CHALLENGE >>
Omit the pictures, please, and give each record below again exactly.

******************************

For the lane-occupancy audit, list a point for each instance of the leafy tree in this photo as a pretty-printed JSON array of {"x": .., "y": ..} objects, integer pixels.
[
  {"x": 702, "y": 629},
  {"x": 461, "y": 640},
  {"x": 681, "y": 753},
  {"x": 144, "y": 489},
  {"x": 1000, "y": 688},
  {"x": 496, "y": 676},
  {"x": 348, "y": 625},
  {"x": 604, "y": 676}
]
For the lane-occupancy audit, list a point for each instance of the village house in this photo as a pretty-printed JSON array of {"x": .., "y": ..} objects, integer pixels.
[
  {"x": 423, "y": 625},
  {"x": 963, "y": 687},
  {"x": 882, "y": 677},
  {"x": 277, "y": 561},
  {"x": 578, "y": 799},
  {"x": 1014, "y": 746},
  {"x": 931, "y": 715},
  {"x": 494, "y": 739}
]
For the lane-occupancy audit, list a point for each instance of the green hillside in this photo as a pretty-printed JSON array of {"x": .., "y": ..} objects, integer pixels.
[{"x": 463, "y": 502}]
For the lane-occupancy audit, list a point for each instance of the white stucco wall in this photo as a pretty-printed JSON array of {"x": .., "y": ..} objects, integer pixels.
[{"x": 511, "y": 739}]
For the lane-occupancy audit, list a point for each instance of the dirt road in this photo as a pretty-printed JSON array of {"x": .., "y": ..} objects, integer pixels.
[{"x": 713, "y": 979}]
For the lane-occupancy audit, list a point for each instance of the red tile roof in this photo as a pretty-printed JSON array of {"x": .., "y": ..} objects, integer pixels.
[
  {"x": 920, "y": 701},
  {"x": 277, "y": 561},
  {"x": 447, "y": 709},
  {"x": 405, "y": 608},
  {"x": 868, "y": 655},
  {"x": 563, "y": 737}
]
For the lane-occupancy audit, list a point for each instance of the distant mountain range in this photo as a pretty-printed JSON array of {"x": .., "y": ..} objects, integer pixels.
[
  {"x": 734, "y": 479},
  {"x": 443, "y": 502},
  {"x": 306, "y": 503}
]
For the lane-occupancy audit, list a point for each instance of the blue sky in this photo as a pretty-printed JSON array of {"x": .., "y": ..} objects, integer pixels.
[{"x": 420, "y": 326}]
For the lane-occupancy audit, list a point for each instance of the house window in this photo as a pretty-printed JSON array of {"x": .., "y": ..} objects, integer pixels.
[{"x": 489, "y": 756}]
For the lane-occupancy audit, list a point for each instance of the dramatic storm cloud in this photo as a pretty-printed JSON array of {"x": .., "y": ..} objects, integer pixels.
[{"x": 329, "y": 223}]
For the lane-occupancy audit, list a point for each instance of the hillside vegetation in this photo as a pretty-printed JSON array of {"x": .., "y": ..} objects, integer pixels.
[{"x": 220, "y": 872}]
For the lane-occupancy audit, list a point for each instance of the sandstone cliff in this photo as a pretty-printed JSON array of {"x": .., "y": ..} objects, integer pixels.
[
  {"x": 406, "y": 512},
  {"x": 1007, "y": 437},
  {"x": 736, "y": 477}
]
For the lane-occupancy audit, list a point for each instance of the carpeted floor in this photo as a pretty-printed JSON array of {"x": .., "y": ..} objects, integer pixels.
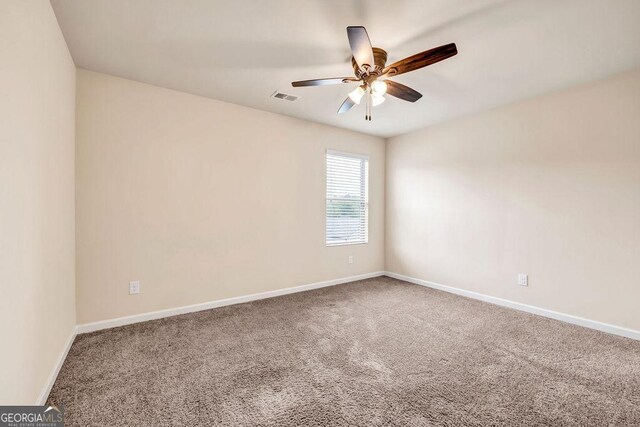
[{"x": 377, "y": 352}]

******************************

WRITTEN REPLY >>
For the lane-occupancy audit, list a point for each instance of the leafy tree in this photo as a pretty-printed JSON array of {"x": .., "y": ..} objects, integer pixels.
[
  {"x": 702, "y": 629},
  {"x": 461, "y": 640},
  {"x": 681, "y": 753},
  {"x": 144, "y": 489},
  {"x": 1000, "y": 688},
  {"x": 496, "y": 676},
  {"x": 348, "y": 625},
  {"x": 604, "y": 676}
]
For the lane-occupancy audit, list a point for each instance of the village house in this photo as a pretty-printed JSON array of {"x": .., "y": ..} objects, integer pixels.
[
  {"x": 423, "y": 625},
  {"x": 963, "y": 687},
  {"x": 882, "y": 677},
  {"x": 277, "y": 561},
  {"x": 578, "y": 799},
  {"x": 1014, "y": 746},
  {"x": 931, "y": 715},
  {"x": 494, "y": 739}
]
For the lane-occupancy audit, list a point for each instance of the green hillside in this photo as a pretty-printed JSON array of {"x": .., "y": ..} objects, integer pixels.
[{"x": 463, "y": 502}]
For the lane-occupancy audit, list a point for each instance of the white stucco wall in this photo as a pretty-printed JSON array of {"x": .., "y": ..} objects, integer pixels.
[{"x": 511, "y": 739}]
For the lane-occupancy audit, list a point for each instance of the dirt road in this photo as a pretty-printed JSON array of {"x": .., "y": ..} objects, integer pixels.
[{"x": 713, "y": 979}]
For the lane-occupancy audit, list a point for each instance of the red tile roof in this photo as a pretty-printed JSON array of {"x": .., "y": ..} objects, integer pixels.
[
  {"x": 920, "y": 701},
  {"x": 277, "y": 561},
  {"x": 447, "y": 709},
  {"x": 405, "y": 608},
  {"x": 868, "y": 655},
  {"x": 563, "y": 737}
]
For the lane-occupancy audit, list a point for each instance of the distant mountain range in this photo as a pretty-printed JSON array of {"x": .., "y": ..} objects, integer pixels.
[
  {"x": 734, "y": 479},
  {"x": 443, "y": 502},
  {"x": 306, "y": 503}
]
For the lane-occupancy audit, list a point for each instance of the blue sky in this photo as a pretty-printed JSON array of {"x": .., "y": ..} objects, integer pixels.
[{"x": 420, "y": 326}]
For the lane-occupancy audit, list a point for each instance of the house window in this photo as a pretty-printed JSON array of {"x": .., "y": ..} objects, integer pixels.
[{"x": 489, "y": 756}]
For the lane-occupancy audit, list a point for each instance of the dramatic storm cloud in this photo as a pretty-printed JSON array of {"x": .., "y": ..} objects, integer pixels.
[{"x": 329, "y": 223}]
For the lane-occupancy audit, list a point for each instance of the hillside vegetation in this photo as a pretty-printed JSON array of {"x": .., "y": ..} objects, integer pixels.
[{"x": 220, "y": 872}]
For the lane-occupancy audit, list a point for each instance of the sandstone cliff in this photo as a pretty-printed JSON array of {"x": .., "y": ..} objects, integer pixels.
[
  {"x": 406, "y": 512},
  {"x": 1007, "y": 437},
  {"x": 736, "y": 477}
]
For the lane-occupancy audit, list a point for each instance of the carpeted floor in this photo as a pretty-printed JSON array of {"x": .., "y": ..} objects, integer pixels.
[{"x": 377, "y": 352}]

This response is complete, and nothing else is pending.